→ **BRIEF**
Copy the entries below word for word, starting at the line that contains "Query: white oval bowl" and ending at the line that contains "Query: spoon bowl", both of those lines included.

→ **TASK INPUTS**
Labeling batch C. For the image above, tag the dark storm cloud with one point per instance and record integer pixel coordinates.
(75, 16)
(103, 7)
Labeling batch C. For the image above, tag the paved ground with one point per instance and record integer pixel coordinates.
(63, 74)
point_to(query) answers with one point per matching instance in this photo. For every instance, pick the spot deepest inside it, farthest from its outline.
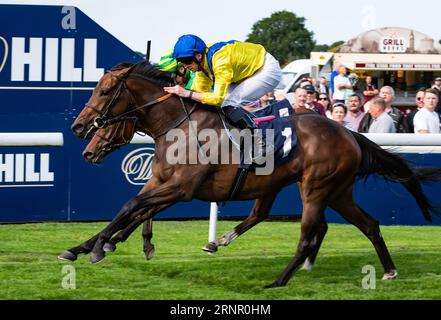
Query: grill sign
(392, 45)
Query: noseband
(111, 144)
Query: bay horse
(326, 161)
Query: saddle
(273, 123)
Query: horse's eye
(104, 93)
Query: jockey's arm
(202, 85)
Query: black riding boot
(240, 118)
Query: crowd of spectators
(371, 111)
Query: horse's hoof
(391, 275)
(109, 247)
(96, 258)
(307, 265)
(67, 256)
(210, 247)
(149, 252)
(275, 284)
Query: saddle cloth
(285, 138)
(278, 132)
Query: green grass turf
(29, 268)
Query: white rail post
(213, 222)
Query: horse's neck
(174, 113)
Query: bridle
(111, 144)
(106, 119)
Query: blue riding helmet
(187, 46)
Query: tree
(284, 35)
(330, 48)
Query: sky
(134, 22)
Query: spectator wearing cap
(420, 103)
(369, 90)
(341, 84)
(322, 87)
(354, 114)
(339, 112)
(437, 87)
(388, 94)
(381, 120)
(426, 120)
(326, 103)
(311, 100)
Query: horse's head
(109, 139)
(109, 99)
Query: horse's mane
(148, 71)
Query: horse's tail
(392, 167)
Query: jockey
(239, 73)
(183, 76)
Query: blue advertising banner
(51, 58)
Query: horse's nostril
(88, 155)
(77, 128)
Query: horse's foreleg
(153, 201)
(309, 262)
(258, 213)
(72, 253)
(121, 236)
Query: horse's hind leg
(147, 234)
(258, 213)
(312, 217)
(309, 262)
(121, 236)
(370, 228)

* * *

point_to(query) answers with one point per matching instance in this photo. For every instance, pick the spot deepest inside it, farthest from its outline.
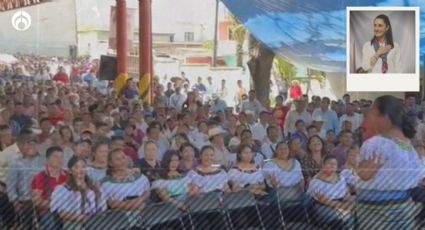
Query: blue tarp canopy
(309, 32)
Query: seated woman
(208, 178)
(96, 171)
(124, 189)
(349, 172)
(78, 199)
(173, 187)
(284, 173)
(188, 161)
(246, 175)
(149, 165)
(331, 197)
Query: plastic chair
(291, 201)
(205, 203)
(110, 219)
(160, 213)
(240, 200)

==

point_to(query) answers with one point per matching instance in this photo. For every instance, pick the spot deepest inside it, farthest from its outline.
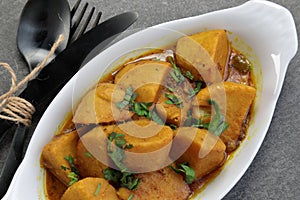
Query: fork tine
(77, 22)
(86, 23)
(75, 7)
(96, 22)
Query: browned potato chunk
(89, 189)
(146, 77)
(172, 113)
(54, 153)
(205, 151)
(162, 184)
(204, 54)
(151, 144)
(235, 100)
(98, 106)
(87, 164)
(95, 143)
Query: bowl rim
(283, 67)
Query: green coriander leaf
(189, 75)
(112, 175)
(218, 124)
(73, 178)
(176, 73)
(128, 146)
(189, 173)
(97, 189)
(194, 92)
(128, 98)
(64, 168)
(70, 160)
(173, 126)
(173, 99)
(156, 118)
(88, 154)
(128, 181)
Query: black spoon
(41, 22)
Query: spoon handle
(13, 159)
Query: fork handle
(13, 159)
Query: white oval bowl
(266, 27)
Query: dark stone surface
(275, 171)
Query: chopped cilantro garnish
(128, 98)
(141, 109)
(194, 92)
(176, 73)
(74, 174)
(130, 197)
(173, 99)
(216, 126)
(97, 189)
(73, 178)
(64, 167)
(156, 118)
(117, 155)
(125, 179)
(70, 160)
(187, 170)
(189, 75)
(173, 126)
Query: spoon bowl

→ **FINAL RESULT**
Query: white oval bowl
(266, 27)
Query: dark stone surface
(275, 171)
Query: chopped cilantro garnish
(128, 98)
(141, 109)
(194, 92)
(176, 73)
(74, 174)
(130, 197)
(173, 99)
(216, 126)
(97, 189)
(73, 178)
(64, 167)
(156, 118)
(117, 155)
(125, 179)
(70, 160)
(187, 170)
(189, 75)
(173, 126)
Query: spoon bowl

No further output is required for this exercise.